#### Task prompt:
Only a number is wanted here, namely how many lines of the data contain the string "target".

#### Task material:
■ ■ ■ ■ ■

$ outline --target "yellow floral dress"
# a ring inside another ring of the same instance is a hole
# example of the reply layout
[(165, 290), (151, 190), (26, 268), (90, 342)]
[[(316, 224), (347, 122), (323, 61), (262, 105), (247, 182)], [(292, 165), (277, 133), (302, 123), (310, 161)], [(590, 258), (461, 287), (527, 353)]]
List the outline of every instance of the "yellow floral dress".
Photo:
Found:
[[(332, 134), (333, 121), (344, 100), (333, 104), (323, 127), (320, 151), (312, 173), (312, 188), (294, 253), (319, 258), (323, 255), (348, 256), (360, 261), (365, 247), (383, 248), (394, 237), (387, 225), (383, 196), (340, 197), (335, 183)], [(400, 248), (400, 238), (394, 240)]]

■ ■ ■ ■ ■

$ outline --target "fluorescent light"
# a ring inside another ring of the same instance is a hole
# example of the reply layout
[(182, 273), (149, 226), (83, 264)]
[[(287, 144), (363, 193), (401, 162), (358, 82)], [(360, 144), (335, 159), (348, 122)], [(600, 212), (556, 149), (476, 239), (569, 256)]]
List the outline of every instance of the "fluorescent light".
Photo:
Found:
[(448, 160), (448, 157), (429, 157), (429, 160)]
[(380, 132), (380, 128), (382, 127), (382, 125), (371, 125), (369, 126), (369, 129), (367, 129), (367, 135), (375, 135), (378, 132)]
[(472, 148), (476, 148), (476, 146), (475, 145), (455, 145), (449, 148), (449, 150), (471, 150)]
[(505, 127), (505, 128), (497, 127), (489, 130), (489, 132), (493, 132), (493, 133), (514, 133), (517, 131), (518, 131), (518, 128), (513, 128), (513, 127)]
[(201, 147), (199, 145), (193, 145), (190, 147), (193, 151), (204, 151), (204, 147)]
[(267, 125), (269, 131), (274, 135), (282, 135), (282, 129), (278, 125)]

■ ■ ■ ■ ■

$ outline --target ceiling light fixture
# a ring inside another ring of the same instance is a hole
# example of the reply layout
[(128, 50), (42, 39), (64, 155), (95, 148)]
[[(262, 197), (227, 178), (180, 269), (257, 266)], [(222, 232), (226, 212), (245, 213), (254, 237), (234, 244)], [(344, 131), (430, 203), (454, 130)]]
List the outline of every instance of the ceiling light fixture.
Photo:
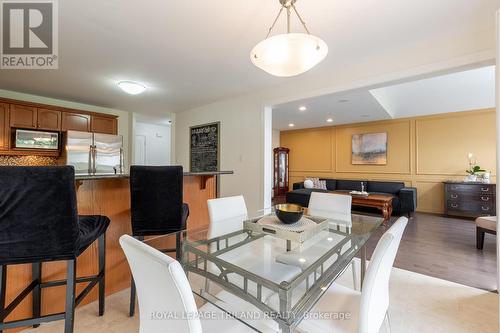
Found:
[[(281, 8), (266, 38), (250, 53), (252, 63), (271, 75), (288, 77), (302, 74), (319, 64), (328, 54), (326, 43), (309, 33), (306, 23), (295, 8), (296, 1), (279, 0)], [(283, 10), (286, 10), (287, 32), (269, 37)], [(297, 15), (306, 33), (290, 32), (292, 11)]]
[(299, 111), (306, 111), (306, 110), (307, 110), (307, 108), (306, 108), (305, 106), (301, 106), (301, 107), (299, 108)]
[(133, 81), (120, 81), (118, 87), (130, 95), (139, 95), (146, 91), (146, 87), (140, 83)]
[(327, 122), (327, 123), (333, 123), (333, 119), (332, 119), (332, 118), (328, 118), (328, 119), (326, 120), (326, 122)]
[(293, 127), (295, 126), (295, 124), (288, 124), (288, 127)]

■ ■ ■ ■ ■

#### Answer box:
3